Below is some material; set it all down exactly, apart from the pictures.

-- MATERIAL SUPPLIED --
···
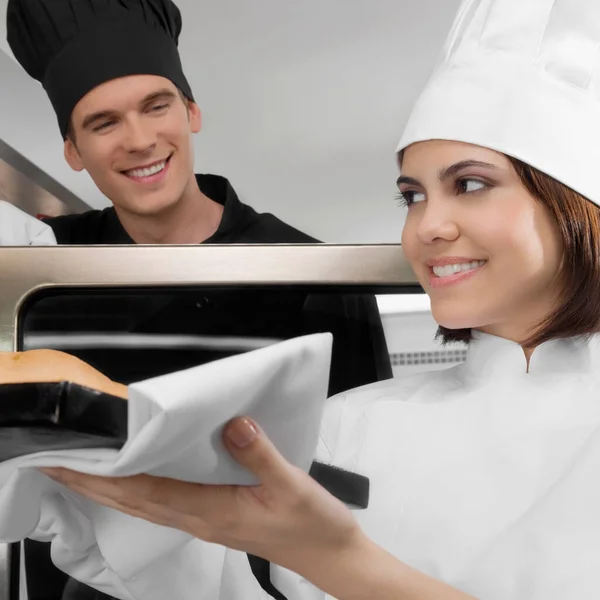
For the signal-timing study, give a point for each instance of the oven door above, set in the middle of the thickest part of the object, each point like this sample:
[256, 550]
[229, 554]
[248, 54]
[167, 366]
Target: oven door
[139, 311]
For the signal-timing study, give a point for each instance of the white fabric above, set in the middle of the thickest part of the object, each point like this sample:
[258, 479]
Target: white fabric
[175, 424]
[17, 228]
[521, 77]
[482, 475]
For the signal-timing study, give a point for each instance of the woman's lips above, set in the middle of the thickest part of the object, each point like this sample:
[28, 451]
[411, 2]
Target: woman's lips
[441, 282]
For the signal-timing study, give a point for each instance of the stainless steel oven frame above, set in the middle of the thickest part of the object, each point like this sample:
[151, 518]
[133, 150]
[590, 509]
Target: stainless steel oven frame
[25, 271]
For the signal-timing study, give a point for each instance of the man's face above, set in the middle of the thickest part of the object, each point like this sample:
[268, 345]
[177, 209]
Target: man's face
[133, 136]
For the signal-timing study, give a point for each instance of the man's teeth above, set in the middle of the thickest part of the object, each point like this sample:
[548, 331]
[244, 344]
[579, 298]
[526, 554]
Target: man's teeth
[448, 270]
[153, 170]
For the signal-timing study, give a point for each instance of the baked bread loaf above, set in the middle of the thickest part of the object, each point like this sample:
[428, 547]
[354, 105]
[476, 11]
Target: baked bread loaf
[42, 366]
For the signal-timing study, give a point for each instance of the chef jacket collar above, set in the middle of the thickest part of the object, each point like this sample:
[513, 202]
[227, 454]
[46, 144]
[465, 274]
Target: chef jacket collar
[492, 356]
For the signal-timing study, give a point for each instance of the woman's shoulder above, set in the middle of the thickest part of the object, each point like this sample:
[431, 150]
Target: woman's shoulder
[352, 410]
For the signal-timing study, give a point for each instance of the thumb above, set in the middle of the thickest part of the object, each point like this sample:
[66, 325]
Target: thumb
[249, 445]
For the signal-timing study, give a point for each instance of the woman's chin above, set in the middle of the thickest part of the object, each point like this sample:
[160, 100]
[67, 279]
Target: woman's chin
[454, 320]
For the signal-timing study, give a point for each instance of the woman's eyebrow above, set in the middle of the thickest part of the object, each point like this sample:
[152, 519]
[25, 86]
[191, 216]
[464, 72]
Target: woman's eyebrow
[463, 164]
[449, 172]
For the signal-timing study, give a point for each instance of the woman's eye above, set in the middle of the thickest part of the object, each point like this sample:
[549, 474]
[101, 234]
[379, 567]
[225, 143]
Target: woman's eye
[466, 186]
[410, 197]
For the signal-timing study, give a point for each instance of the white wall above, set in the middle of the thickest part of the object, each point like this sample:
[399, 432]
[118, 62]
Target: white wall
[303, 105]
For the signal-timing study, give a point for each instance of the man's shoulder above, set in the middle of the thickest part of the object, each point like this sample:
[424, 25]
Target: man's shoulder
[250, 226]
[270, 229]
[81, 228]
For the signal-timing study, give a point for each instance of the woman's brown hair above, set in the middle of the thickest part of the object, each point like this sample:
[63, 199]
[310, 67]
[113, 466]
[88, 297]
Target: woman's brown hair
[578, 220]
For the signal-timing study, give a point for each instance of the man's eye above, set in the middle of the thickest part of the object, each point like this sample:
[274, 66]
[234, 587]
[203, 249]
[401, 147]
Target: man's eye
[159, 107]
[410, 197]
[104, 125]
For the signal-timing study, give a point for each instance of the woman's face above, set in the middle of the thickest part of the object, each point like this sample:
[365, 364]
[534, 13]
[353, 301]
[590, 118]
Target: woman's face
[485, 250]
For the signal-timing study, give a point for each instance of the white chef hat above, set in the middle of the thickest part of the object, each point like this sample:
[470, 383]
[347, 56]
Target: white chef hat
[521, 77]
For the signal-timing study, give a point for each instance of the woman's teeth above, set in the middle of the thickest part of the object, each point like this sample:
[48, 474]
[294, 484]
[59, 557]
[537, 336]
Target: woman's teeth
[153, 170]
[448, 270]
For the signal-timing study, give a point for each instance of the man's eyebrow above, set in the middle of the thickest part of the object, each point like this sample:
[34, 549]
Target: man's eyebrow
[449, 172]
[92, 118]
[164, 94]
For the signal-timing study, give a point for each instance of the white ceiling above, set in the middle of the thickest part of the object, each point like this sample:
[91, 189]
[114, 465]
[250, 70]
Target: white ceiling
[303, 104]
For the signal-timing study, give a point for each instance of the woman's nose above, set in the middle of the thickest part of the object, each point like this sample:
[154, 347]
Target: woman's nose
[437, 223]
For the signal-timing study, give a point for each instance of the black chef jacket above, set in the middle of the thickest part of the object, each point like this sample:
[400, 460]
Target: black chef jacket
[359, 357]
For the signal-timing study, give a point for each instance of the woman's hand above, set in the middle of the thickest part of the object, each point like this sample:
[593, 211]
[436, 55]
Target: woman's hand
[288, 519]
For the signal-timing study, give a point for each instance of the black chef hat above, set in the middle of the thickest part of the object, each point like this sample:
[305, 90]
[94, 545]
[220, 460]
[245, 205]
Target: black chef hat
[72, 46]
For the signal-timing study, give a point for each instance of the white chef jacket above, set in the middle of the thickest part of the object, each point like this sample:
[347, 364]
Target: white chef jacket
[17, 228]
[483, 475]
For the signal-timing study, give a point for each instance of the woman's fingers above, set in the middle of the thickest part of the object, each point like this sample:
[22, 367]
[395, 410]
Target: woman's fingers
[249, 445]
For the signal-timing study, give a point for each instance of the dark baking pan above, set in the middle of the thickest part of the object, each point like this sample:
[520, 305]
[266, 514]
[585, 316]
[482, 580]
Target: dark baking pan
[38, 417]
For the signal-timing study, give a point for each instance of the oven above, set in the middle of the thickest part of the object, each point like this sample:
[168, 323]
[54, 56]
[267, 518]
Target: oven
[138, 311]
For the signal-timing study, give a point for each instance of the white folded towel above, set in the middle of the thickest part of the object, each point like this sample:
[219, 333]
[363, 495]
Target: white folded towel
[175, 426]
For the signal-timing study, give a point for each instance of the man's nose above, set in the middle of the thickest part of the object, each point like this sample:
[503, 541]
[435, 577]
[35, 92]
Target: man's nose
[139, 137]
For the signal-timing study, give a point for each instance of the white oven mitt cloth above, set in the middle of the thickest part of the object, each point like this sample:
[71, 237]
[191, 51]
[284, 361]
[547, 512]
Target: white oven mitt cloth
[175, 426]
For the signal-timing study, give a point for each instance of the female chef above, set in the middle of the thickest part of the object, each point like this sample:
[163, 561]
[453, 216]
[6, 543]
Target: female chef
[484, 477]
···
-- SOLUTION TO THE PROBLEM --
For the signal-timing study, give a point for each instance of the oven door above, set in the middle of the thickest part of the object, each point like this sample:
[256, 550]
[229, 554]
[248, 54]
[167, 366]
Target: oven door
[139, 311]
For the signal-timing study, give a point for each instance of the white fabric above, set in the middle of the thickest part of the object, each point like this sample:
[258, 479]
Target: white fabric
[175, 424]
[17, 228]
[521, 77]
[482, 475]
For the signal-timing study, give a point for each instance of the woman's lips above, set in the middle of the thickest part of the object, each point like this sample:
[28, 451]
[411, 2]
Target: woman's lips
[441, 282]
For the signal-timing study, give a point for each instance of the stainless steel oven frame above, set in the middle of the thickest part of the object, each point like this sample:
[151, 518]
[133, 150]
[590, 509]
Target: stainless steel oven frame
[25, 271]
For the signal-timing study, give a point for each instance of the man's face above, set in the middle of the thickest part of the object, each point like this sample:
[268, 345]
[177, 209]
Target: man's face
[133, 136]
For the signal-timing study, give a point for each instance of the man's teeth above, set in the middle of the thickest part of the object, each point like this sample:
[548, 331]
[244, 344]
[579, 298]
[526, 554]
Target: man's teeth
[448, 270]
[153, 170]
For the signal-timing study, give a point for each instance of the baked bread loaf above, set in the middle of the thickest part of the object, each point like this sample:
[428, 547]
[354, 105]
[476, 11]
Target: baked bread loaf
[42, 366]
For the signal-timing study, give a point for each instance of the chef jacket collar above, set in the middle of the thickest part of the object, each point like this sample:
[513, 202]
[227, 454]
[46, 144]
[465, 274]
Target: chef jacket collar
[492, 356]
For the signal-timing study, give a point for each instance of the woman's shoulder above, set in the middle of the thickest part of the object, each point like this sample:
[431, 150]
Target: woman's shoulder
[352, 410]
For the signal-timing study, give a point for each instance of the thumb above, set in the middle of the thickest part of the object, each point like this sample:
[66, 325]
Target: thumb
[249, 445]
For the signal-timing study, give a point for each instance of the woman's chin above, set in the middle of the thickest part of the object, each point like this sample:
[160, 100]
[67, 279]
Target: woman's chin
[454, 320]
For the signal-timing study, give a point for each instance of the woman's eyebrow above, set in the middle of the thickest part of the object, each point like this sample:
[152, 519]
[25, 86]
[191, 216]
[464, 72]
Target: woman's eyebrow
[463, 164]
[449, 172]
For the signal-timing study, give a point for each instance of the woman's eye above, set in the middle of the thickest part of the object, each point like this sample:
[549, 474]
[101, 234]
[379, 567]
[225, 143]
Target: woman's eye
[466, 186]
[410, 197]
For the signal-timing study, give a point for each instance of the white wall above, set in the middle of the thickest part of the object, each point like this sample:
[399, 432]
[118, 62]
Target: white wall
[303, 105]
For the signal-timing study, give a point for each instance of the man's shoulder above, set in the middle of the thickest part of the object, each point like this sample:
[424, 25]
Target: man's shoulder
[250, 226]
[270, 229]
[81, 228]
For the signal-timing study, give a point for each instance of the woman's brown hair above, set in the middle of the thickest part of the object, each point like this sample:
[63, 199]
[310, 67]
[113, 466]
[88, 297]
Target: woman's brown hair
[578, 220]
For the signal-timing study, give a point for each instance of the man's eye above, set in the middle of the thickest part of the object, each point like this sample:
[274, 66]
[234, 587]
[203, 249]
[401, 147]
Target: man's eye
[159, 107]
[410, 197]
[104, 125]
For the signal-timing study, give a point for each instance of the woman's face above, set in the middle of the thickest part of the object, each point like this sample:
[365, 364]
[534, 13]
[353, 301]
[590, 118]
Target: woman's face
[485, 250]
For the signal-timing study, give a point for each instance of the white chef hat above, set in the middle of the thickest part of the object, each point like this sample:
[470, 383]
[347, 56]
Target: white chef hat
[521, 77]
For the signal-timing study, give a point for each instance of the woman's teeth above, set in the middle of the thickest part of the object, each point like this sample:
[48, 474]
[294, 484]
[59, 557]
[537, 336]
Target: woman's teeth
[153, 170]
[448, 270]
For the signal-timing study, give a point for each instance of the man's eyebrow above, set in the middle of the thickest part of the object, each point like this sample:
[34, 549]
Target: man's eyebrow
[449, 172]
[92, 118]
[164, 94]
For the signal-timing study, give a point for each instance of the white ceiling above, set in the middle of the thickest part of the object, each point like this sample:
[91, 189]
[114, 465]
[250, 70]
Target: white ceiling
[303, 104]
For the signal-timing study, give a point for each instance of the woman's nose above, set in the middle of the thickest part of the object, each point like this sample:
[154, 347]
Target: woman's nose
[437, 223]
For the signal-timing study, give a point for each instance of the black chef jacket above, set in the middle of the thickest part of the object, each point like this sample:
[400, 460]
Target: black chef jacket
[359, 357]
For the signal-timing study, give a point for each instance of the woman's hand above, set in the middle of the thickest part of the object, each point like this sample:
[593, 211]
[436, 55]
Target: woman's hand
[288, 519]
For the signal-timing study, give a point for each instance of the black chef hat above, set in the middle of the thickest part of the object, each point like this sample:
[305, 90]
[94, 545]
[220, 460]
[245, 205]
Target: black chef hat
[72, 46]
For the signal-timing study, give a point for each instance of the white chef jacket above, set in the middle of the thickest part of the object, each point like this sample:
[347, 364]
Target: white chef jacket
[17, 228]
[483, 475]
For the signal-timing study, give a point for each instance of the woman's fingers above, set in the middle of the thickest part of the object, each point like this sample:
[22, 367]
[395, 410]
Target: woman's fingers
[249, 445]
For the signal-timing study, give a point for each instance of the dark baking pan above, set in the middle of the thickest part of the object, each point like this sample:
[520, 305]
[266, 514]
[585, 316]
[482, 580]
Target: dark baking pan
[38, 417]
For the signal-timing study, give a point for each instance of the oven above, set in the middle of the thickest part of the object, each point like this sample:
[168, 323]
[54, 56]
[267, 518]
Target: oven
[138, 311]
For the signal-timing study, give a point for each instance of the white folded towel above, set in the middle of the thickest part of the object, each point like this sample:
[219, 333]
[363, 495]
Target: white folded towel
[175, 426]
For the signal-timing study, give a point for each instance of the man's nose above, set in the middle of the thickest part of the object, each point like this sample:
[503, 541]
[435, 577]
[35, 92]
Target: man's nose
[139, 137]
For the signal-timing study, give a point for each instance of the white oven mitt cloth above, set in the middle of the thickest part of the object, each point like this sample:
[71, 237]
[191, 51]
[284, 361]
[547, 512]
Target: white oven mitt cloth
[175, 426]
For the signal-timing study, give a point for each instance of the female chef above, set in the middle of the thickest part of the object, each point like this sample:
[163, 561]
[453, 216]
[6, 543]
Target: female chef
[484, 477]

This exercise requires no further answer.